▸ 任务说明
请统计下方列表中包含字符串“charging”的行数（区分大小写），仅给出该数字。

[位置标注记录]
━━━━━━━━━━━━━━━━━━━━

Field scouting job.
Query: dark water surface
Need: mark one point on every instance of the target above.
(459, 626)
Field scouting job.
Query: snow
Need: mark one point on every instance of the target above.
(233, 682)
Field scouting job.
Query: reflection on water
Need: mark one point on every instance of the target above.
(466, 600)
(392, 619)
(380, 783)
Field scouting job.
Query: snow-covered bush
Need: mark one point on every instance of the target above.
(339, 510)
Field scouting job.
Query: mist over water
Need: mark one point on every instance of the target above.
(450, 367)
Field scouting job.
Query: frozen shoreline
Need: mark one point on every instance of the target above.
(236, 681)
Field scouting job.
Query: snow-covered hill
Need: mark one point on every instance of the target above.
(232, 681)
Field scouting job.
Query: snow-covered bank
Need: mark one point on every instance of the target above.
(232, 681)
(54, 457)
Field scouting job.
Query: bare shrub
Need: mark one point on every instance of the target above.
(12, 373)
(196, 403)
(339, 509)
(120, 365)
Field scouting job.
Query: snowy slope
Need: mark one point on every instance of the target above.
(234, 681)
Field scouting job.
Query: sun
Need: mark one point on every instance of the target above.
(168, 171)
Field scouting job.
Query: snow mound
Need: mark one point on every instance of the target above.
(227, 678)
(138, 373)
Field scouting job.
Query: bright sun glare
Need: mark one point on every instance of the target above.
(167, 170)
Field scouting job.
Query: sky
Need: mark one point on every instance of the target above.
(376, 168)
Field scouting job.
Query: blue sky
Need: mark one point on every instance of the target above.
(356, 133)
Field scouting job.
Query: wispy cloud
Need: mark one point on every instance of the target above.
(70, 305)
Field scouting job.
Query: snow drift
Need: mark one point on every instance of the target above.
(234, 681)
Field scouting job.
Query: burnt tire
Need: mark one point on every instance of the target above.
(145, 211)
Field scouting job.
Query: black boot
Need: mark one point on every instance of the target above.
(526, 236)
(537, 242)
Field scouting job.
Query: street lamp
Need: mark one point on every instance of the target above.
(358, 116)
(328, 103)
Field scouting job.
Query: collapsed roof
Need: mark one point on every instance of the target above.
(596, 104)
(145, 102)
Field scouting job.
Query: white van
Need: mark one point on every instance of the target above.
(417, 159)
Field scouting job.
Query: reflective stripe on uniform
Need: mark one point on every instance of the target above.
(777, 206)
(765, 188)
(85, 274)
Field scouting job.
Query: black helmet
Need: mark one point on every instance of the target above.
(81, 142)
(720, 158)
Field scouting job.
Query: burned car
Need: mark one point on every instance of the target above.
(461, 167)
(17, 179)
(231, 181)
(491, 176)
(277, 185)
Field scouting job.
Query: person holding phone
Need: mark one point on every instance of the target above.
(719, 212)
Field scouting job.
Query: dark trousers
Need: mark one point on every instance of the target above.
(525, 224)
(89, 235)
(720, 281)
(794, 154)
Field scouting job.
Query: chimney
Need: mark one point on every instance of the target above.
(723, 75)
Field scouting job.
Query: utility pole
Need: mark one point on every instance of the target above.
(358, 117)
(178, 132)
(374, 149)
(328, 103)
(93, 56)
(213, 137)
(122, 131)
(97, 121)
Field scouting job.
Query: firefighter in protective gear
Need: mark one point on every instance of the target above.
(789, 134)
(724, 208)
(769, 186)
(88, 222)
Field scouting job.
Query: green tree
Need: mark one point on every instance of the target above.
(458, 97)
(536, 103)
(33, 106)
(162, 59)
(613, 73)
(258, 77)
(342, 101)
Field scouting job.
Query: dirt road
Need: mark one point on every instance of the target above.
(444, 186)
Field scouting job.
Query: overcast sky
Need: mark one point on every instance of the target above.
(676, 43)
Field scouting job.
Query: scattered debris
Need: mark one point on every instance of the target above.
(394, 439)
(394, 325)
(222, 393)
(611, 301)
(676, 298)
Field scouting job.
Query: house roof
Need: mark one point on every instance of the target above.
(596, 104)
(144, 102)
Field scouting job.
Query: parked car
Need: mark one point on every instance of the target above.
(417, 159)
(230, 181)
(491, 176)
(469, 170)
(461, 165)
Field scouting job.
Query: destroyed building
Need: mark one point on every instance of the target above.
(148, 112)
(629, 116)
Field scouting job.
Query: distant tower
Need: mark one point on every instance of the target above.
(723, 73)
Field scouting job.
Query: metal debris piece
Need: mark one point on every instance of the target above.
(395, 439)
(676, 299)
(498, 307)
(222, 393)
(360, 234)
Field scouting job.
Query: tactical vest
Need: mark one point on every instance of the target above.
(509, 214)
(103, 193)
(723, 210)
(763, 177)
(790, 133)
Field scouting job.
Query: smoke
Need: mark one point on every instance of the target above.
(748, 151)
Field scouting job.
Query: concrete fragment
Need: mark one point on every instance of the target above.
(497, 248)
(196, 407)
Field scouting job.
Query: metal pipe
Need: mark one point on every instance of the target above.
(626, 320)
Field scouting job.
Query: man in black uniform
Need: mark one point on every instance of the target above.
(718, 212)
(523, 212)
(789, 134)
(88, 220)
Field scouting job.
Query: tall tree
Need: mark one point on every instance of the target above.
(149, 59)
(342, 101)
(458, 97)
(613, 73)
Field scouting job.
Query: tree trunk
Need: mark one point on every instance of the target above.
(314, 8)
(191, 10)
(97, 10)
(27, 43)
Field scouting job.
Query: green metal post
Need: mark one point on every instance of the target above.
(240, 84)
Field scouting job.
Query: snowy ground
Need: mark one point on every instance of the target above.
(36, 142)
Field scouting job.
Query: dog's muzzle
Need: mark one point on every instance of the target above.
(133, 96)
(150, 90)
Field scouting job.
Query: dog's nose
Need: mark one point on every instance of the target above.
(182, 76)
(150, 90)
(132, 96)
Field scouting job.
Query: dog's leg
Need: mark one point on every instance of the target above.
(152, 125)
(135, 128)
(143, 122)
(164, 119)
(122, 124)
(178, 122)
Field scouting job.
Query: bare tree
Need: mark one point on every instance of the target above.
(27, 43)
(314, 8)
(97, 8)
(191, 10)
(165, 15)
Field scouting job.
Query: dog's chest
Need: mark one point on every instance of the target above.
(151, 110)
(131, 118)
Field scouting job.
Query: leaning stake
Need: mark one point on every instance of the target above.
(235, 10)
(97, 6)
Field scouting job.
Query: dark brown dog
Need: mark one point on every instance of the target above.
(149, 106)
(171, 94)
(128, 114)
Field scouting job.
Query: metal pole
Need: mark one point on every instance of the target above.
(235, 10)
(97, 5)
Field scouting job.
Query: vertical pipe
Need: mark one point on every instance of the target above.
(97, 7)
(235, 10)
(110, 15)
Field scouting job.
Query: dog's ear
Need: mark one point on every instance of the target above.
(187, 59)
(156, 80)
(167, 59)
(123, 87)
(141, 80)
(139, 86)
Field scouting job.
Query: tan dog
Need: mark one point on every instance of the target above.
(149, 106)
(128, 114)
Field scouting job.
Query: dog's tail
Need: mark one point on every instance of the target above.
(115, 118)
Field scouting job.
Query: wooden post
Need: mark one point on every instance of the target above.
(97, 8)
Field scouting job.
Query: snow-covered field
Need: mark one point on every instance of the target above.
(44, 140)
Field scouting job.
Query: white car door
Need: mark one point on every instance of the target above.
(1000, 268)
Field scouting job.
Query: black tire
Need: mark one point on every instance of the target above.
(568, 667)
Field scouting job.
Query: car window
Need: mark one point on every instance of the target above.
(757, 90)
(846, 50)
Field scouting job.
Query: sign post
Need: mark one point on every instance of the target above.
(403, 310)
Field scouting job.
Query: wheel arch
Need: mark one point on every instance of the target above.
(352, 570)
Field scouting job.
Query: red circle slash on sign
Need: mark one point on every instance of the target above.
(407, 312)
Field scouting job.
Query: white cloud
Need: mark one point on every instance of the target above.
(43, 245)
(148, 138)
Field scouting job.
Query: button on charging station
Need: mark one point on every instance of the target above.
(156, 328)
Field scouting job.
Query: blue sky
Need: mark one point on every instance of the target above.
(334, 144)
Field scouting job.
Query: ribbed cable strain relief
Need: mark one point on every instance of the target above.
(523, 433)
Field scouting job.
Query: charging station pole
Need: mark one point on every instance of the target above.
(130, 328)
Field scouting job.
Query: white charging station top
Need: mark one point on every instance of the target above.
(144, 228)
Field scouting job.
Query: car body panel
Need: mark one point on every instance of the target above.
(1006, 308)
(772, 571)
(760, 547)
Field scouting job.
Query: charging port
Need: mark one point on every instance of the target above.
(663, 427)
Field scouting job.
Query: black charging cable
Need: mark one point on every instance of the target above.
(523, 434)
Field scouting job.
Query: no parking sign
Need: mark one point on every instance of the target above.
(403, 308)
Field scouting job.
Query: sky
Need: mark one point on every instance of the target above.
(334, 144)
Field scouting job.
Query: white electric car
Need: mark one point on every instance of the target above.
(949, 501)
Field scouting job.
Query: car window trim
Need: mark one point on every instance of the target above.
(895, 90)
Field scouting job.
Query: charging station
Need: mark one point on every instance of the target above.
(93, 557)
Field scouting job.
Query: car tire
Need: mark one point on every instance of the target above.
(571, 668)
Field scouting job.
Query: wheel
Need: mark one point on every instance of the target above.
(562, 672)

━━━━━━━━━━━━━━━━━━━━

▸ 参考答案
6